• **Do this**
Transcribe all of the material below line for line, leaving the pictures out.

• **Raw records**
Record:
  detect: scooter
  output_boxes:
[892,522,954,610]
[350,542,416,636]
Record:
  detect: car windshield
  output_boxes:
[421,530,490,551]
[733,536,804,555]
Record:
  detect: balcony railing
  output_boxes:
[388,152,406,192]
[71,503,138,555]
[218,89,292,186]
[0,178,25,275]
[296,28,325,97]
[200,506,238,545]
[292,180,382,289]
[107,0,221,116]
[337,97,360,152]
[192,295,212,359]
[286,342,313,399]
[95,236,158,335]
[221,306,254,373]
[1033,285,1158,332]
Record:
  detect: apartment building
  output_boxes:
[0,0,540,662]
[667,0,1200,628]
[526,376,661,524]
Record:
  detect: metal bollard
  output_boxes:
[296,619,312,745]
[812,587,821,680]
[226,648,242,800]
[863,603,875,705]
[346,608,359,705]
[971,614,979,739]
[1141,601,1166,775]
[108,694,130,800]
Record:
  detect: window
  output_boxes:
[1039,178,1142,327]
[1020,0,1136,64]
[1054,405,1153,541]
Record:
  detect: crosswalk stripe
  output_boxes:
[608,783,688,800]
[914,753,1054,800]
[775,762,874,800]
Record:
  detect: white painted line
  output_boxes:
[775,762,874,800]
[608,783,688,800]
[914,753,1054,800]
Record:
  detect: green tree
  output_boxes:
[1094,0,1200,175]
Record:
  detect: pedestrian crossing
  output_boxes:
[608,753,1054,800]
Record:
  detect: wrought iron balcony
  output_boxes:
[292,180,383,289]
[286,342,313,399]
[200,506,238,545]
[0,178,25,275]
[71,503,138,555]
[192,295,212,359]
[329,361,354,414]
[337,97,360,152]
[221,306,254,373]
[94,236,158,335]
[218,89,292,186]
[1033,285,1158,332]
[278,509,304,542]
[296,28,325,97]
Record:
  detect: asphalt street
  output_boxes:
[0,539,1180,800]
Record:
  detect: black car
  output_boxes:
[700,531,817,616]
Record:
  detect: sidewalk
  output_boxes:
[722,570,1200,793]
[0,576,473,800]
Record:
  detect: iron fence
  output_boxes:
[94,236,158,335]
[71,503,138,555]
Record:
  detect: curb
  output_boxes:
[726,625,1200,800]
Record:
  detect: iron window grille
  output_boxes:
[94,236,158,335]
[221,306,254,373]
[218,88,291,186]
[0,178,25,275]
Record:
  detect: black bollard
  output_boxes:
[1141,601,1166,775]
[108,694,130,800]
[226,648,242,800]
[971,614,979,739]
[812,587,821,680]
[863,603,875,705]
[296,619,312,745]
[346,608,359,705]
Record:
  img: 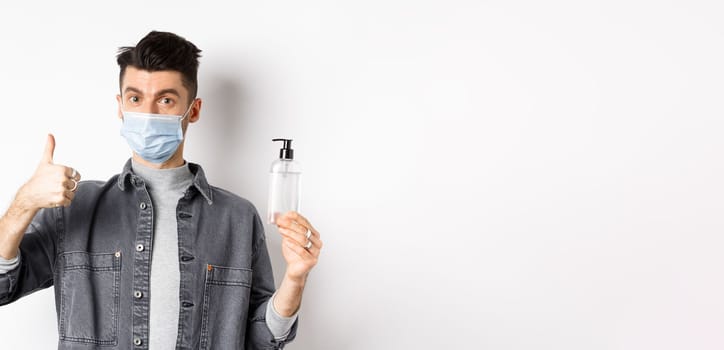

• **The output**
Record:
  detect: scooter
  output_boxes:
[892,522,954,610]
[350,542,416,636]
Record:
  detect: car windshield
  output_boxes:
[421,530,490,551]
[733,536,804,555]
Record:
  detect: balcony railing
  output_boxes:
[388,152,406,192]
[71,503,138,555]
[218,89,292,186]
[0,178,25,275]
[296,28,325,97]
[200,506,238,545]
[292,180,382,289]
[107,0,221,116]
[337,97,360,152]
[192,295,212,359]
[286,342,313,399]
[95,236,158,335]
[221,306,254,373]
[1033,285,1158,332]
Record:
  detect: apartment building
  output_boxes:
[0,0,540,662]
[667,0,1200,628]
[526,376,661,524]
Record:
  detect: metal bollard
  output_boxes:
[296,619,312,745]
[812,587,821,680]
[226,648,242,800]
[863,603,875,705]
[346,608,359,705]
[971,614,979,739]
[1141,601,1166,775]
[108,694,130,800]
Record:
  detect: window
  output_boxes:
[1039,178,1142,327]
[1020,0,1136,64]
[1054,405,1153,541]
Record:
  detect: crosswalk stripe
  output_boxes:
[608,783,688,800]
[914,753,1054,800]
[775,762,874,800]
Record:
  detect: white painted line
  output_boxes:
[775,762,874,800]
[608,783,688,800]
[914,753,1054,800]
Record:
  detect: green tree
  output_boxes:
[1094,0,1200,175]
Record:
  detect: pedestrian crossing
  output_boxes:
[608,753,1054,800]
Record:
  detect: wrought iron balcony
  output_boxes:
[292,180,383,289]
[286,342,313,399]
[200,506,238,545]
[0,178,25,275]
[71,503,138,555]
[192,295,212,359]
[329,361,354,414]
[337,97,360,152]
[221,306,254,373]
[94,236,158,335]
[218,89,292,186]
[1033,285,1158,332]
[278,509,304,542]
[296,28,325,97]
Record:
  detect: asphalt street
  output_boxes:
[0,539,1180,800]
Record:
  detect: black car
  output_boxes:
[700,531,817,616]
Record:
  detect: sidewalk
  output_boxes:
[722,570,1200,793]
[0,576,473,800]
Record:
  detect: iron fence
  output_boxes:
[94,236,158,335]
[71,503,138,555]
Record:
  detect: curb
  output_boxes:
[726,625,1200,800]
Record:
  detect: iron window grille
  output_boxes:
[94,236,158,335]
[221,306,254,373]
[218,88,291,186]
[0,178,25,275]
Record:
  detect: black bollard
  output_boxes:
[1141,601,1166,775]
[108,694,130,800]
[226,648,242,800]
[971,614,979,739]
[812,587,821,680]
[863,603,875,705]
[296,619,312,745]
[346,608,359,705]
Record:
  img: 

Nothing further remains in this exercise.